• _EXERCISE AIM_
Return the lines below as a JSON list of strings, one string per line, with blank lines and pictures left out.

• _RECORDS FOR THE TASK_
==*==

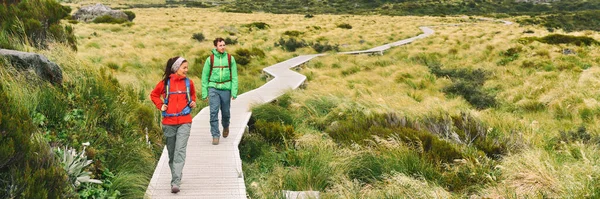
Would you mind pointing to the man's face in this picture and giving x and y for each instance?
(221, 46)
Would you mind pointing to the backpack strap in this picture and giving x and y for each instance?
(187, 90)
(229, 65)
(187, 109)
(166, 100)
(212, 63)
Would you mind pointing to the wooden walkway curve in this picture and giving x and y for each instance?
(216, 171)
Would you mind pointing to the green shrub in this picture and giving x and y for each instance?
(466, 83)
(561, 39)
(370, 167)
(130, 15)
(472, 92)
(325, 47)
(291, 44)
(272, 113)
(109, 19)
(257, 52)
(351, 70)
(25, 156)
(252, 146)
(242, 56)
(196, 4)
(257, 25)
(113, 65)
(309, 171)
(293, 33)
(276, 133)
(199, 37)
(230, 41)
(568, 39)
(344, 26)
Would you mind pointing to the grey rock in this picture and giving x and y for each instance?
(568, 51)
(37, 63)
(301, 194)
(89, 13)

==*==

• _OUTPUT_
[
  "Would you mind pointing to the man's face in this picture and giving x and y for each instance?",
  "(221, 46)",
  "Would you mind pointing to the backpack strap in this picture and giving x and y for each instance?",
  "(187, 90)",
  "(229, 65)",
  "(187, 109)",
  "(166, 100)",
  "(212, 63)",
  "Would you mind pointing to the wooden walkway curve in this picture and giving x and y for each instance?",
  "(216, 171)",
  "Would you mind pointing to the green shrub in this picture and giving x and y for each instance?",
  "(466, 83)",
  "(561, 39)",
  "(370, 167)",
  "(130, 15)",
  "(472, 92)",
  "(325, 47)",
  "(291, 44)",
  "(272, 113)",
  "(109, 19)",
  "(257, 52)",
  "(351, 70)",
  "(25, 156)",
  "(252, 146)",
  "(242, 56)",
  "(196, 4)",
  "(257, 25)",
  "(113, 65)",
  "(309, 171)",
  "(293, 33)",
  "(276, 133)",
  "(199, 37)",
  "(230, 41)",
  "(568, 39)",
  "(344, 26)",
  "Would you mind pointing to the grey rock in this picture and giving x and y for each instance?",
  "(568, 51)",
  "(37, 63)",
  "(301, 194)",
  "(89, 13)"
]